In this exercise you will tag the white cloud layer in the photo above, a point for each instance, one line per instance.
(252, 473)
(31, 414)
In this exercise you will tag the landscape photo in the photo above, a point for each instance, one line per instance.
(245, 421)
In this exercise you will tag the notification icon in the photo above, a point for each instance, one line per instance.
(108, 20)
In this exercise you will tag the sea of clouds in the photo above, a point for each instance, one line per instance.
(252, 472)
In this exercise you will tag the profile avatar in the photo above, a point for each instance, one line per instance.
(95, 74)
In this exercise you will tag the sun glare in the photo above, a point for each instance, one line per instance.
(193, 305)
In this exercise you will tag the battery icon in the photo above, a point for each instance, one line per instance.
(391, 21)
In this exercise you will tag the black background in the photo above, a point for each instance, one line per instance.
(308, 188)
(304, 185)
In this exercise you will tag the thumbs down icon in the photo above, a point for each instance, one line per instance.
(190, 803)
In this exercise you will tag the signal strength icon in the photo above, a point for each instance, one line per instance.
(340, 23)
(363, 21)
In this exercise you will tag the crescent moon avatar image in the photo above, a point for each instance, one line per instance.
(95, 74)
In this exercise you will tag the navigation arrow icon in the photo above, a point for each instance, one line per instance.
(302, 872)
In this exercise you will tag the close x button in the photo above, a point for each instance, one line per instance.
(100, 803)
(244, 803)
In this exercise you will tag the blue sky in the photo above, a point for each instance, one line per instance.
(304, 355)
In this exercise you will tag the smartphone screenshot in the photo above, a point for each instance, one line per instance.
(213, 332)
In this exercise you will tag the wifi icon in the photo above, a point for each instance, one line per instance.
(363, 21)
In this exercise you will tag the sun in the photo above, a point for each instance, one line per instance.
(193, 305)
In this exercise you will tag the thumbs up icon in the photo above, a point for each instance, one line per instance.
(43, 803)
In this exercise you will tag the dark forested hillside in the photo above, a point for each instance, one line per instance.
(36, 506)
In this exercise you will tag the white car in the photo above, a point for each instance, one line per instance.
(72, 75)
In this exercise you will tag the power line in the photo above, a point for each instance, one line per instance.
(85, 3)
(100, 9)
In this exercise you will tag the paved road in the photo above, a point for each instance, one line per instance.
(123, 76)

EXERCISE TASK: Copy out the records from the line that has "In this exercise you will tag the thumbs up" through the last line, changing "paved road" to "asphalt road" and keeping everything else the same.

TASK SOLUTION:
In this exercise you will tag the thumbs up icon in the photo above, a point for each instance, one line per instance.
(43, 803)
In this exercise you will tag the dark forested hillside in the photo above, a point for each instance, one line per instance.
(36, 506)
In this exercise you will tag the white car in the photo above, a point for each instance, one line per instance.
(72, 75)
In this exercise you will tag the power line in the photo above, a point for each instance, one line per instance.
(85, 3)
(100, 9)
In this exercise you will tag the asphalt road in the photo above, a point for each instance, one line per instance.
(123, 76)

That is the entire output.